[TASK OBJECTIVE] Reproduce every entry below verbatim, line by line and in the same order.

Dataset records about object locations
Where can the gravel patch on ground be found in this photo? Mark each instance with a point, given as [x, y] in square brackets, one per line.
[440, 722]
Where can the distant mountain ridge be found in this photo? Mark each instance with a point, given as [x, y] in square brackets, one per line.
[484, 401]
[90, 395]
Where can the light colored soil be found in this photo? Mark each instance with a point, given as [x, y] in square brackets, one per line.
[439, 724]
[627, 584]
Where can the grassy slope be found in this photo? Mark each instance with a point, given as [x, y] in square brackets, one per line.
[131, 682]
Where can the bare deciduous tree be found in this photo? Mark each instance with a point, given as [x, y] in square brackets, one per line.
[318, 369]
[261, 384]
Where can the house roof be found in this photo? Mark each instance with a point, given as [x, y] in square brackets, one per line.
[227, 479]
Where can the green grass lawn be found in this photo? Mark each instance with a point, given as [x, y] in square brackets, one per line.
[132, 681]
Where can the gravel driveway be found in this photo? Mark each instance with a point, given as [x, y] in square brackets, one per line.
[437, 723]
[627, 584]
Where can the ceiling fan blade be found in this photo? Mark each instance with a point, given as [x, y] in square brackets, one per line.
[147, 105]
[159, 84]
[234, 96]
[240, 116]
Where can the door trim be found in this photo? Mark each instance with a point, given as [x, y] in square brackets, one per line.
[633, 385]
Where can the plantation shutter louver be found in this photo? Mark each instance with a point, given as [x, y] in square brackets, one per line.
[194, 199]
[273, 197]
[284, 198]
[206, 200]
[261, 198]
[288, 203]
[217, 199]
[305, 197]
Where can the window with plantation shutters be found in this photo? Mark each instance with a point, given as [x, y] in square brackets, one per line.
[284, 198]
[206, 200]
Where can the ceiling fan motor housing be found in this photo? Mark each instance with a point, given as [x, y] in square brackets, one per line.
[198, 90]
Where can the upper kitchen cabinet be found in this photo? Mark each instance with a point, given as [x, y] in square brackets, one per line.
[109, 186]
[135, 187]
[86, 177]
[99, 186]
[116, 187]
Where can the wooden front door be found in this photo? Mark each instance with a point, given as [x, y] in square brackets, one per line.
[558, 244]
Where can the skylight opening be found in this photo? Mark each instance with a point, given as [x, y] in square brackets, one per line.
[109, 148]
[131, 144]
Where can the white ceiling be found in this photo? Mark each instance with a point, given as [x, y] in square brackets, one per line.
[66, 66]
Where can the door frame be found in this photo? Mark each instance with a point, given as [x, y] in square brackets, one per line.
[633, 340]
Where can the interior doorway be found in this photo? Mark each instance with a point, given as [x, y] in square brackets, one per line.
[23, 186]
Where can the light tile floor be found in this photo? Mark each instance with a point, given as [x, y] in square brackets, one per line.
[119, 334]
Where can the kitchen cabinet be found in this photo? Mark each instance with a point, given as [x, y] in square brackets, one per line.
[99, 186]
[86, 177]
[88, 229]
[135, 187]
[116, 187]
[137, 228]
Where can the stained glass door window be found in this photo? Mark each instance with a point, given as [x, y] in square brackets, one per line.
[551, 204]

[THE REPLY]
Where can the gravel patch on ground be found in this photo? Mark each instance with a point, given as [x, y] in square brackets, one per line.
[440, 722]
Where can the distant mountain ridge be found in this photo? Mark each instance with a point, given as [x, y] in square brackets, one per line.
[484, 401]
[90, 395]
Where can the light colored soil be found in this photo? Mark each instance with a point, given as [x, y] in square brackets, one per line.
[439, 724]
[627, 584]
Where can the grassy slope be found in this photo? Mark each instance with a point, given as [x, y] in square brackets, one per line.
[131, 682]
Where can the bare deciduous tree be found in this photo? Mark each instance with a point, given as [x, y] in square brackets, one per line.
[318, 369]
[261, 384]
Where can the house roof be found in this photo? Mark each instance with a point, given as [x, y] in square brackets, one per line.
[227, 479]
Where can the green grass lawn be found in this photo? Mark each instance with a point, given as [x, y] in square brackets, one per line.
[132, 681]
Where can the gravel driveway be found in this photo? Mark each instance with a point, given as [x, y] in square brackets, one per line.
[437, 723]
[627, 584]
Where can the ceiling fan blade be found in this photo? Mark each instance with a point, given as [x, y] in square brackets, one per line.
[147, 105]
[159, 84]
[234, 96]
[240, 116]
Where can the door trim be found in this photo? Mark each instance with a point, given as [x, y] in square brackets, one per line.
[633, 385]
Where can the plantation shutter louver be found in this photo? Mark each instance with a point, given as [x, y] in square brackets, one per line.
[194, 199]
[273, 197]
[284, 198]
[206, 200]
[261, 198]
[288, 203]
[217, 199]
[305, 197]
Where can the window with plantation shutters be found in this photo? Mark each instance with a point, given as [x, y] in square brackets, one per line.
[284, 198]
[206, 200]
Where can the ceiling fan motor housing be found in this photo? Mark each instance with a point, given as [x, y] in square brackets, one per line.
[198, 90]
Where can the upper kitchen cabinet be found in this photo? Mark each instance with a point, given as [x, y] in square brackets, one per line.
[109, 186]
[135, 187]
[86, 177]
[99, 186]
[116, 187]
Where can the wooden front door be found in this photo? Mark each instance with a point, given as [x, y] in square brackets, one per line.
[558, 244]
Where can the skylight opening be found in this photo? Mark each instance with a point, given as [x, y] in square brackets, one per line.
[109, 148]
[131, 144]
Where can the white ceiling be found in this photo? Mark each instance with a point, given as [x, y] in square brackets, one per line.
[66, 66]
Where can the door frame be found in this photo? Mark each instance with a point, given as [x, y] in square brackets, one per line.
[633, 340]
Where can the interior doorway be found in this photo? Mark each instance with a point, given as [x, y] in square brackets, one per line.
[23, 186]
Where can the light tile floor be found in this photo? Mark each instance with a point, given as [x, y] in square brackets, one per line.
[119, 334]
Where can the kitchen cabinet be found in this photo? Mark each instance with a point, given as [x, y] in square brackets, one per line.
[99, 186]
[86, 177]
[88, 229]
[135, 187]
[116, 187]
[137, 228]
Where can the stained glass door window be found in this photo? Mark each instance with a point, given as [x, y] in square brackets, one per line.
[551, 204]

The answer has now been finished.